Well, that suggests that the probability of using Reddit, given that your weight is normal, is the same as the probability that you use Reddit, given that you're overweight. 47,222 out of 334,366 normal-weight people use Reddit, and 12,240 out of 88,376 overweight people use Reddit. That's about 14% either way.
"And so we conclude?"
Well, first we conclude it's not particularly likely that using Reddit causes weight gain, or that being overweight causes people to use Reddit:
If either of those causal links existed, those two variables should be correlated. We shouldn't find the lack of correlation or conditional independence that we just discovered.
Next, imagine that the real causal graph looked like this:
In this graph, exercising causes you to be less likely to be overweight (due to the virtue theory of metabolism), and exercising causes you to spend less time on the Internet (because you have less time for it).
But in this case we should not see that the groups who are/aren't overweight have the same probability of spending time on Reddit. There should be an outsized group of people who are both normal-weight and non-Redditors (because they exercise), and an outsized group of non-exercisers who are overweight and Reddit-using.
So that causal graph is also ruled out by the data, as are others like:
Leaving only this causal graph:
Which says that weight and Internet use exert causal effects on exercise, but exercise doesn't causally affect either.
All this discipline was invented and systematized by Judea Pearl, Peter Spirtes, Thomas Verma, and a number of other people in the 1980s and you should be quite impressed by their accomplishment, because before then, inferring causality from correlation was thought to be a fundamentally unsolvable problem. The standard volume on causal structure is Causality by Judea Pearl.

....

# Problem statement
Name each person the passage on inferring causality credits with inventing and systematizing this discipline. The listing that comes next is unrelated to the passage on inferring causality.

....

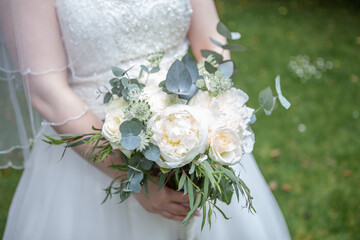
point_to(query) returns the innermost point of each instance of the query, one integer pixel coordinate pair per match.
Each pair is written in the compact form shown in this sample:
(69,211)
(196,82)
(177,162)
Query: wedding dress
(61,199)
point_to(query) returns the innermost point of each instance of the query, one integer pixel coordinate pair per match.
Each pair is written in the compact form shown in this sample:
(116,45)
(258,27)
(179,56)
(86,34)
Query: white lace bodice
(99,34)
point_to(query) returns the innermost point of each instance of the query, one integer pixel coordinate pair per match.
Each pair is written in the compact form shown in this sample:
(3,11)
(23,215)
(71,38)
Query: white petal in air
(284,102)
(235,35)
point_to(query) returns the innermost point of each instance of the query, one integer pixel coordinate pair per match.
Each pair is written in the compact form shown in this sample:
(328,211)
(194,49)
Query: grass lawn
(309,154)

....

# Exercise output
Judea Pearl, Peter Spirtes and Thomas Verma